EXERCÍCIO 1 - Liste as situações que o trecho da página cita como momentos em que estamos envolvidos com o Brasil que não é o objetivo.
EXERCÍCIO 2 - Reescreva em forma de lista, por favor, o parágrafo do trecho da página que começa com "A diferença entre esses estados mentais" e mantenha os fatos principais.
EXERCÍCIO 3 - Retome o texto sobre o Brasil objetivo e o outro Brasil a partir do ponto em que o trecho da página termina.

TRECHO DA PÁGINA -
--*--

Tomar esta posição como ponto de partida é compatível com a maneira como nos relacionamos com o mundo circundante e com o nosso corpo.
A diferença entre esses estados mentais fica mais clara se falarmos do surfista. No mar, ele simplesmente surfa, é uno com a prancha. Se parar para pensar, cai. Em casa, vendo a filmagem que a namorada fez de sua performance, pode fazer considerações objetivas, distanciadas: “Eu devia ter pegado essa onda mais pra esquerda.”
Pensemos ainda no nosso corpo. Na maior parte do tempo funcionamos automaticamente, sem atentar para braços, pernas, ou órgãos internos. Se algo está errado, se tenho uma dor na barriga, passo a olhar para meu estômago de modo objetivo, perguntando-me o que pode ter originado do desconforto. Claro, há os hipocondríacos, que vivem prestando atenção a cada detalhe do organismo, à procura de doenças.

Tento aqui distinguir o Brasil objetivo daquele outro, com que estamos envolvidos quando ouvimos um samba, ou tomamos sol numa de nossas praias, ao nos orgulharmos se um brasileiro se destaca no cenário internacional, quando torcemos para a seleção de futebol.
(Filosoficamente, forçando um pouco a barra, distingo aqui um Brasil ôntico e um ontológico.)

Escuto muita gente falando mal do país. Com alguma razão, se a fala estiver ancorada em meu primeiro tipo, objetivo, aquele das estatísticas e da grande mídia mal-humorada – e de algumas experiências ruins, como ser assaltado.

--*--

DADOS APRESENTADOS -
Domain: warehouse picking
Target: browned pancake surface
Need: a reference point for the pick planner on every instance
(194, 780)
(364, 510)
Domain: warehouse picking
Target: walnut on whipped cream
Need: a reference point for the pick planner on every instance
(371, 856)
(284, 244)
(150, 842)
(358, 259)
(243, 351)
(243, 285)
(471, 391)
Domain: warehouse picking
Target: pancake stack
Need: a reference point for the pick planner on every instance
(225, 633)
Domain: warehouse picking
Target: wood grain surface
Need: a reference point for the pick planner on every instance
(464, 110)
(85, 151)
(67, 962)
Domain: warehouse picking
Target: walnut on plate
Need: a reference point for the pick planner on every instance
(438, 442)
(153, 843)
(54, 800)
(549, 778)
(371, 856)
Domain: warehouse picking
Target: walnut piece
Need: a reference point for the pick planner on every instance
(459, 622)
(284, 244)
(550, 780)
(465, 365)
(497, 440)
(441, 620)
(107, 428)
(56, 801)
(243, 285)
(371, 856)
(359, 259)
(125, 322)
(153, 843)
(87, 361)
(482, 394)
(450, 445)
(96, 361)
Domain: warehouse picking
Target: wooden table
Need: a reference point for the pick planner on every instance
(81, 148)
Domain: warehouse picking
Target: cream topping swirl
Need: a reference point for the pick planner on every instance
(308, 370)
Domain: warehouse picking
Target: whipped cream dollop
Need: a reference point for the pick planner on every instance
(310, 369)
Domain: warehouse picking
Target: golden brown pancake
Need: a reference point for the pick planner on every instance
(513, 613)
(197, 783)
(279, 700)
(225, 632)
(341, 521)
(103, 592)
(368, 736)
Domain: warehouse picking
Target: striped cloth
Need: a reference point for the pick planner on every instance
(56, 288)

--*--

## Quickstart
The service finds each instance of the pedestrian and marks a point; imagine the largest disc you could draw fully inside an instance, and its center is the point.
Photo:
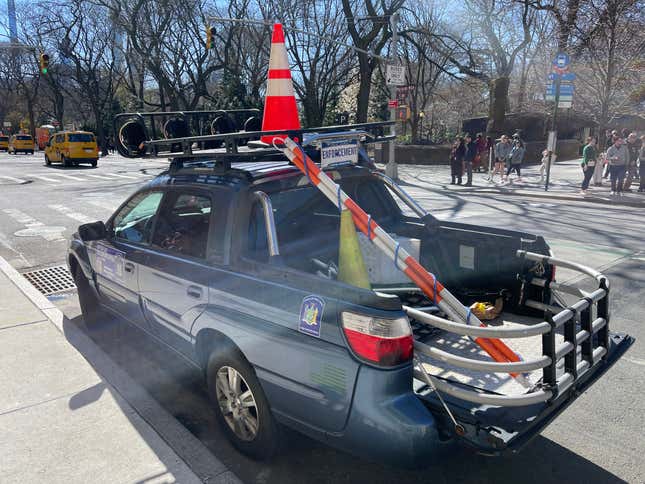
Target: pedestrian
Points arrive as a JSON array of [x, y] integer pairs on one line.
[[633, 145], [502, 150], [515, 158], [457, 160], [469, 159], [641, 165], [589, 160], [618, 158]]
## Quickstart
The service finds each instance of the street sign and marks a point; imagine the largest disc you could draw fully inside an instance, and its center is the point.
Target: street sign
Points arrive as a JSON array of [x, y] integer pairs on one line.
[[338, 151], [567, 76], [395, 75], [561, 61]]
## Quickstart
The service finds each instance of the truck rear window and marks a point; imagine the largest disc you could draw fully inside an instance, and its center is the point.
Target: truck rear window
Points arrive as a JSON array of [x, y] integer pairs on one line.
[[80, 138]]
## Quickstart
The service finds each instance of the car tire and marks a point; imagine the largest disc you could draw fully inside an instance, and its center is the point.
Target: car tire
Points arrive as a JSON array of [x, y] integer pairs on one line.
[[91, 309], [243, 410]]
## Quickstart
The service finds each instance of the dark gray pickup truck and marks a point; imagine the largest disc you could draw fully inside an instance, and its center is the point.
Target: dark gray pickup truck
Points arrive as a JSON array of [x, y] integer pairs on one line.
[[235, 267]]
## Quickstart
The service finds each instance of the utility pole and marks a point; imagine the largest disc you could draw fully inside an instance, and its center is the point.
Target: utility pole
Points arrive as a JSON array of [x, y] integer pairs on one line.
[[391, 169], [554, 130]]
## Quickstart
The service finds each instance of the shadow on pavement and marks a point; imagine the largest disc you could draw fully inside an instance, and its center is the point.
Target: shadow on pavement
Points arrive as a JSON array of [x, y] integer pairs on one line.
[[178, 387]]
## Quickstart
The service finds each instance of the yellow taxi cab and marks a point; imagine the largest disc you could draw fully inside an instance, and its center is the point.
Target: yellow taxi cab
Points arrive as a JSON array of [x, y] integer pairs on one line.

--*--

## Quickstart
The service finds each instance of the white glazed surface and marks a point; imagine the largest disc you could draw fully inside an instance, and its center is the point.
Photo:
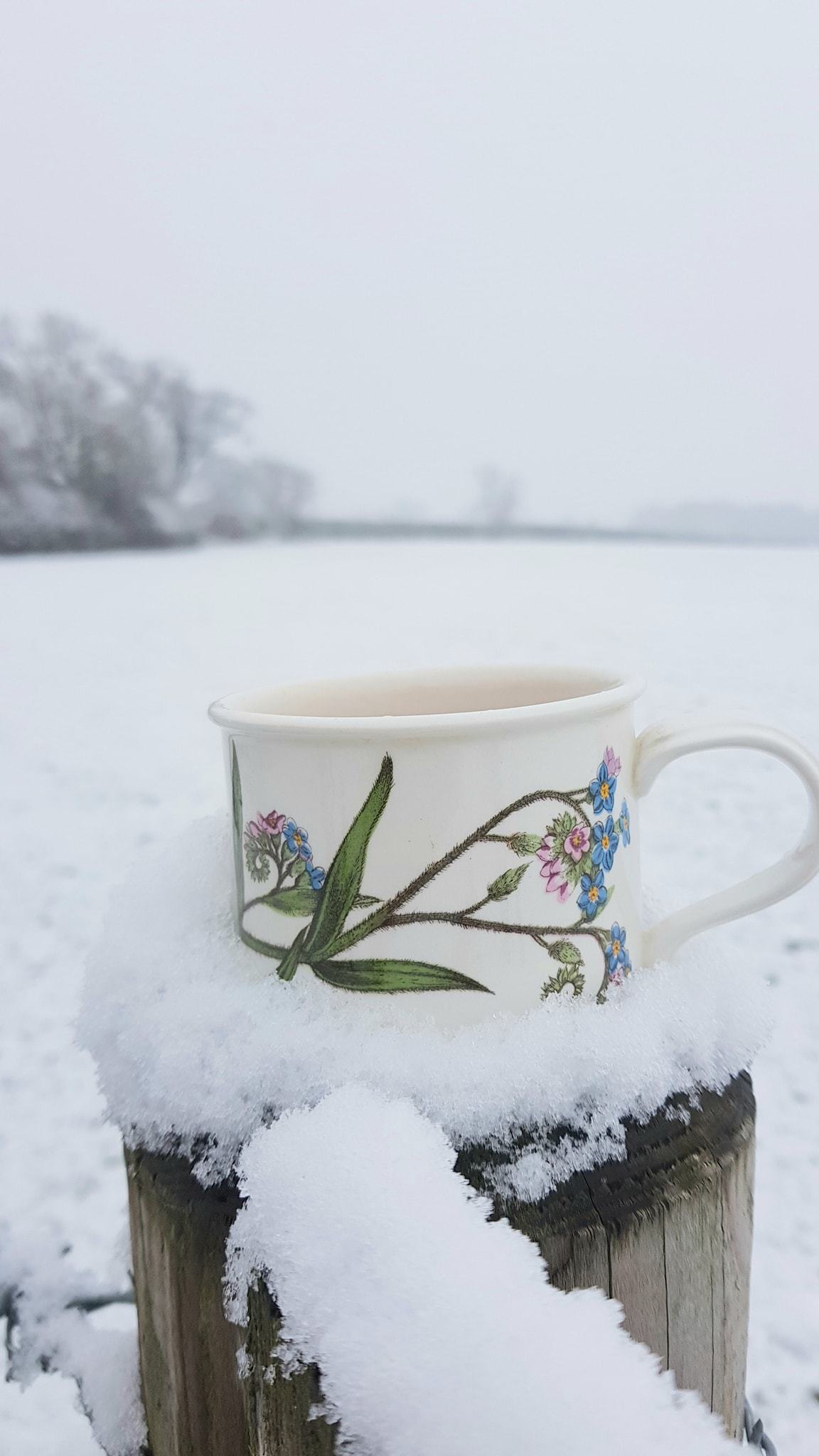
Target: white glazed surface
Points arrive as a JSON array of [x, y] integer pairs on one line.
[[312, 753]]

--*--

RESPOSTA DO EXERCÍCIO 1 -
- Quando ouvimos um samba
- Quando tomamos sol numa de nossas praias
- Quando nos orgulhamos se um brasileiro se destaca no cenário internacional
- Quando torcemos para a seleção de futebol

RESPOSTA DO EXERCÍCIO 2 -
- A diferença entre esses estados mentais fica mais clara com o exemplo do surfista.
- No mar, ele simplesmente surfa e é uno com a prancha. Se parar para pensar, cai.
- Em casa, ao ver a filmagem que a namorada fez de sua performance, pode fazer considerações objetivas e distanciadas, como a de que devia ter pegado a onda mais para a esquerda.

RESPOSTA DO EXERCÍCIO 3 -
O discurso sobre o outro Brasil não comporta razão ou desrazão. Faz parte de nossa vida, é com ela co-originário. Nem mesmo é exato dizer que “faz parte”; sem esse pertencimento, nenhum de nós seria quem é. Não nos foi permitido escolher outro local de nascimento e, por mais que gostemos de especular, ninguém sabe quem seria se tivesse nascido em outro lugar. Ao me reconhecer como brasileiro, aproprio-me daquilo que sempre foi meu.

O filósofo português Fernando Belo, em “A Metamorfose das Ciências”, publicado no Caderno de Filosofias, de Lisboa, diz: “Podia não ser e tinha de ser: é o que nos seduz nas grandes narrativas da ficção como da história, quer ainda da nossa própria história pessoal, com tanto de aleatório, mas o sentimento posterior de que tinha de ser, foi um “destino” (mas nunca uma “pré-destinação”, teológica por excelência).”

Ser brasileiro é o meu destino — não o que poderia ter sido, mas o que foi e é.

Quem está o tempo todo com o Brasil objetivo na ponta da língua adora mostrar-se indignado. Neste estado, compartilha com outros indignados sua… indignação. E daqui não se chega a lugar algum. A indignação serve para motivar uma ação. Quando ela se esgota em si mesma serve apenas para “engrandecer” o indignado no grupo dos outros… indignados. Cachorros correndo atrás de seus próprios rabos.

Citando Luc Ferry, numa entrevista da CPFL Cultura, em 2011: “A indignação é um sentimento detestável, a gente sempre fica indignado em relação aos outros e não a si próprio, com o que a gente faz. Isso não é um sentimento moral autêntico. A verdadeira moral nunca é indignação. Isso é o que Nietzsche chamava de moralismo, a falsa moral. Pascal, que foi um filósofo cristão, tinha uma frase magnífica, ele dizia, ‘a verdadeira moral goza da moral’. A verdadeira moral nunca é indignação, (que) é um sentimento que permite dizer que somos melhor que os outros, mas isso não é verdade, em todo caso é muito raro.”

Chamo esse pessoal indignado, que vive com o Brasil objetivo na ponta da língua, de hipocondríacos políticos.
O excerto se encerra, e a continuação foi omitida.